Return every record exactly as written.

---------- EXTRACTED RECORDS ----------

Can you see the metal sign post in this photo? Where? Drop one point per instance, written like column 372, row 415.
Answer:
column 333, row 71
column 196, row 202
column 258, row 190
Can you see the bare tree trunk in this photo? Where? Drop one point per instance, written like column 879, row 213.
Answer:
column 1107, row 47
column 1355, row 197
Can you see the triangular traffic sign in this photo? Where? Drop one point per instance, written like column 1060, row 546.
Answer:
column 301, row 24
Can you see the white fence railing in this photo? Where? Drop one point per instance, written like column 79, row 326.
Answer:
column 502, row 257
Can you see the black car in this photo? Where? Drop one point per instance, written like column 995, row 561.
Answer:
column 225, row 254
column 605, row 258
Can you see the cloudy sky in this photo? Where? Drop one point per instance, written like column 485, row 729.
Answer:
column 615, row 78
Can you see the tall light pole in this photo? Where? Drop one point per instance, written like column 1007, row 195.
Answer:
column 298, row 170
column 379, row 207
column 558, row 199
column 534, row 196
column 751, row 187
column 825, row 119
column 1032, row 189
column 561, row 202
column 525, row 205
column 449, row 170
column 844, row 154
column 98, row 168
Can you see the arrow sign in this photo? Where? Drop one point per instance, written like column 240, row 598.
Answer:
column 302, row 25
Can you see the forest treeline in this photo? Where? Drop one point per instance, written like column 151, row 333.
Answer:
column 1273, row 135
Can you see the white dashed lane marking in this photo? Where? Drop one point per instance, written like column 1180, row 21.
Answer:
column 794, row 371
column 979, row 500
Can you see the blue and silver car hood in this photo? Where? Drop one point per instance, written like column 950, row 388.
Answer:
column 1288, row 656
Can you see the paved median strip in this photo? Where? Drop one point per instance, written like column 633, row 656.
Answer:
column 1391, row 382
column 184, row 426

----------

• _PROBLEM SOLUTION_
Can you see the metal sign post in this photo? Where? Drop one point per instance, written like column 372, row 415.
Answer:
column 333, row 71
column 196, row 202
column 258, row 190
Can you see the bare tree trunk in this photo? Where? Drop one point per instance, written like column 879, row 213.
Answer:
column 1107, row 47
column 1355, row 197
Can you see the triangular traffic sign in this photo? Where? Drop one point per instance, written like column 1060, row 546.
Answer:
column 301, row 24
Can you see the white fence railing in this photo? Where? Drop one point per instance, written like column 79, row 326.
Answer:
column 502, row 257
Can you see the black car in this photo? Where? Drop one point per instance, written like column 995, row 561.
Answer:
column 225, row 254
column 605, row 258
Can you see the cloudy sky in this photo? Where? Drop one point per instance, written like column 485, row 729.
Answer:
column 615, row 78
Can you see the tall light pole in this photo? Where? Drop one point per instance, written like column 1007, row 195.
Answer:
column 298, row 170
column 379, row 207
column 558, row 199
column 534, row 196
column 751, row 187
column 825, row 119
column 1032, row 189
column 561, row 202
column 525, row 205
column 449, row 170
column 844, row 154
column 98, row 168
Can you see the arrow sign in this photo? Where? Drop one point per instance, written like column 240, row 598.
Answer:
column 302, row 25
Can you see the forest treeline in this photo? Where? Drop one point per instance, written like column 151, row 333.
Answer:
column 1273, row 135
Can you see the white dashed lane marking in this photo? Where? Drop one point per instance, written like column 1180, row 21.
Answer:
column 794, row 371
column 979, row 500
Can you see the blue and silver car hood in this photo? Where? Drop one point per instance, written like column 950, row 388.
Answer:
column 1288, row 656
Can you see the paved median strip in this photo? Where? Drop one point per instance, written like column 633, row 656.
Answer:
column 1391, row 382
column 184, row 426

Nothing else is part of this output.